* [STORED RECORDS]:
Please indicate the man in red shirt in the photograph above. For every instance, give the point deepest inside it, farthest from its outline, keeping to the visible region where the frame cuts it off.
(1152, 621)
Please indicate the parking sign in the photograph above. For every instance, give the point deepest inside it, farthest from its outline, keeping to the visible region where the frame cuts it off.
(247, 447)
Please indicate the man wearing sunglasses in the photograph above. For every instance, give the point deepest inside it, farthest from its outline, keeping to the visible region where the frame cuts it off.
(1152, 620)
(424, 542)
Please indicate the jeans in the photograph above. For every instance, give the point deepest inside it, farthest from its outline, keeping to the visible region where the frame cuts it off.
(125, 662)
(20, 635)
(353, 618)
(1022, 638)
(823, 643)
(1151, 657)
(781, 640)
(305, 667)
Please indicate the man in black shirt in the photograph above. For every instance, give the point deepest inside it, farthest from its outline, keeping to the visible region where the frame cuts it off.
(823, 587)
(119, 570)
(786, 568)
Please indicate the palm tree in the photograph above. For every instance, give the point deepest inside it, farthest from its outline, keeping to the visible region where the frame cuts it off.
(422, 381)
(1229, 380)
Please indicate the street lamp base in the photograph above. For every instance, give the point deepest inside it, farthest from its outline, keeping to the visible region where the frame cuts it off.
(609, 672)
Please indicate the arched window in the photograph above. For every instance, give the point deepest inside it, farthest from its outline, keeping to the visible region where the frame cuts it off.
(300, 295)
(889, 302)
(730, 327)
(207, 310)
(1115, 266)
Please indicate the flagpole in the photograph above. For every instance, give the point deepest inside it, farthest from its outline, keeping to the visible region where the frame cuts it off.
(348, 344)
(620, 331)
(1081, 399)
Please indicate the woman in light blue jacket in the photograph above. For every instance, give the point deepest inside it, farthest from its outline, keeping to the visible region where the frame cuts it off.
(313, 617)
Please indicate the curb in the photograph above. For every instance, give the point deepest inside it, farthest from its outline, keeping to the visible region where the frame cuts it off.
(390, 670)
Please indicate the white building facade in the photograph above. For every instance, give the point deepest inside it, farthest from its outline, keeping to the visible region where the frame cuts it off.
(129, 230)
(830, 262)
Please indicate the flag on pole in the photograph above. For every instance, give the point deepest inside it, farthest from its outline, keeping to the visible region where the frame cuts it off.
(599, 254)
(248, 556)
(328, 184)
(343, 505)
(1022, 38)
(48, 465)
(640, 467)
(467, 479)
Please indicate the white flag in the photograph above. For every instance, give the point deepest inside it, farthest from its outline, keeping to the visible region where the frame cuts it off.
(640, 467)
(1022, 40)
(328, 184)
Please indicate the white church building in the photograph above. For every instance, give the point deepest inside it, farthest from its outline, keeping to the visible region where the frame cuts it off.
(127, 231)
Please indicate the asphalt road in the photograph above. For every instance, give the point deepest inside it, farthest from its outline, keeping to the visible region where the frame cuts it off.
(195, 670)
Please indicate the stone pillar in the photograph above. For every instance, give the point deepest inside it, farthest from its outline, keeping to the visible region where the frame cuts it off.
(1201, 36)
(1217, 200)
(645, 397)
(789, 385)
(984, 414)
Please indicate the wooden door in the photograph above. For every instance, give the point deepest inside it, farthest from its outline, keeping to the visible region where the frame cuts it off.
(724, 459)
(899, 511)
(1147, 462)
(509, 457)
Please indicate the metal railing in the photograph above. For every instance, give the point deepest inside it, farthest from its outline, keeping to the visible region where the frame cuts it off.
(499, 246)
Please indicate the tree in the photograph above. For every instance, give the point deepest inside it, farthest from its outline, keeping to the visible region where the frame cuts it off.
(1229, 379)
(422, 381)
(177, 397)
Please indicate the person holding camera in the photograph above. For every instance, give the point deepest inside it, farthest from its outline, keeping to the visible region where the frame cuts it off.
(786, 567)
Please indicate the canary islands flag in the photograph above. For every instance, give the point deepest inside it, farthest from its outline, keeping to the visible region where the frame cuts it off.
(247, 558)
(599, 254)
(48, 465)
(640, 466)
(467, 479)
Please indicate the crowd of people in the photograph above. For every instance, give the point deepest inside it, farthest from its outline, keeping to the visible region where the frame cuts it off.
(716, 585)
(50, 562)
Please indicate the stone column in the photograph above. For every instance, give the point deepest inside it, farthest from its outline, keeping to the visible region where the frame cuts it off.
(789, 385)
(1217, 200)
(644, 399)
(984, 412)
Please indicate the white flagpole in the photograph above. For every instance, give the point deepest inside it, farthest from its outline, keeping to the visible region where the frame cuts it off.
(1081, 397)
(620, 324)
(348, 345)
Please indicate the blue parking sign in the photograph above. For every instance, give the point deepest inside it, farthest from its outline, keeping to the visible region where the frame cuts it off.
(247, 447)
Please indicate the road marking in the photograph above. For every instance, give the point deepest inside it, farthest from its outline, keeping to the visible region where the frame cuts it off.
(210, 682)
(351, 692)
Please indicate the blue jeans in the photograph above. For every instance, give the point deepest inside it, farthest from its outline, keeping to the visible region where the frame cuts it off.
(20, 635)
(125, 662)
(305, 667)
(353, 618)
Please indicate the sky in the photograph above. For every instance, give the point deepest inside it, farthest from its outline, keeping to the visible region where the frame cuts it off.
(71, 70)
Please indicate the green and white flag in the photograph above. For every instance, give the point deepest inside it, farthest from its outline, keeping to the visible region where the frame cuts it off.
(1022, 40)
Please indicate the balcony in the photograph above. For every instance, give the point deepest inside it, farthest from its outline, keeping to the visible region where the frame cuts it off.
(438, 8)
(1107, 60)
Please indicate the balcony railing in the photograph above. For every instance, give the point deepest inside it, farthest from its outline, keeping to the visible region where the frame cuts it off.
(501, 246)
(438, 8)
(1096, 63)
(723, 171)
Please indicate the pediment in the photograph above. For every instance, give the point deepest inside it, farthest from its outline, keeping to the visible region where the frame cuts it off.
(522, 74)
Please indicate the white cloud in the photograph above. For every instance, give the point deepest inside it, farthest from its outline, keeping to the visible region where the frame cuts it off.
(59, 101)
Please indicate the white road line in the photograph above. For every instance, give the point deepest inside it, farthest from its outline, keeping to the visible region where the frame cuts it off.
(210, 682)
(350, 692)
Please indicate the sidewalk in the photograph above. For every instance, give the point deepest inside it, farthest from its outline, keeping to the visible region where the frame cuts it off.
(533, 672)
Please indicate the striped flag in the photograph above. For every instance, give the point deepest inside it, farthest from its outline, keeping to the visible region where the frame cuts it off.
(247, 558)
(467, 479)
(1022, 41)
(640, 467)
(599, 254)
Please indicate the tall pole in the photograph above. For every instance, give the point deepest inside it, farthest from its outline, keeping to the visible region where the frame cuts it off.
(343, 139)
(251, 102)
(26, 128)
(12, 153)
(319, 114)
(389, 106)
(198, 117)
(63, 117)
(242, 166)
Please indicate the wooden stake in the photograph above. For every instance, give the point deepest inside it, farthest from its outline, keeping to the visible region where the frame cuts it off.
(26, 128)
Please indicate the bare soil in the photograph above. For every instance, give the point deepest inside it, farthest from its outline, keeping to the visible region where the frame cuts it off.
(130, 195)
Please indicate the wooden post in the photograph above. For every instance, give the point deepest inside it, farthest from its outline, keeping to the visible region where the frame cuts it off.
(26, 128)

* [SET PROBLEM]: Copy out the part of the records that runs from the start through the line containing "(1115, 266)", keeping every line unchanged and including both ends.

* [OUTPUT BELOW]:
Please indicate the man in red shirt in the photograph above. For every instance, give the point deepest inside it, farthest from its outline, keeping to the visible region where the frame cuts it off.
(1152, 621)
Please indicate the parking sign in the photograph above. For every instance, give the point deepest inside it, farthest from its outline, keeping to the visible region where the frame cuts it off.
(247, 447)
Please indicate the man wearing sunglasses in the photograph above. For every instance, give the point deepest inside it, farthest from its outline, keeping to the visible region where the frame cuts it off.
(1152, 620)
(424, 542)
Please indicate the jeans in the photograph above. For every instance, give the point deepest inside it, farthest from its outline, keeping to the visible region where the frame cuts it off.
(125, 662)
(20, 635)
(353, 618)
(1022, 638)
(823, 643)
(1151, 657)
(781, 640)
(305, 667)
Please indicate the man in black shirt in the photograph above. For every instance, give the point deepest inside it, farthest from its outline, keeping to the visible region where the frame cuts it off.
(823, 587)
(119, 570)
(786, 568)
Please indicate the palm tree in the photograph above. For every instance, give the point deepest inside it, farthest from its outline, keeping to the visible region where the frame cuts it off.
(422, 381)
(1229, 380)
Please indicate the street lamp base in the photograph above. For every instance, give the point deepest inside it, farthest from its outline, keeping to the visible region where the frame cuts it off.
(609, 672)
Please indicate the arched window in the photograph above. For every instance, give the point deepest inside it, farthest from its outline, keeping to the visible region where the frame cuts it off.
(300, 295)
(889, 302)
(730, 327)
(207, 310)
(1115, 266)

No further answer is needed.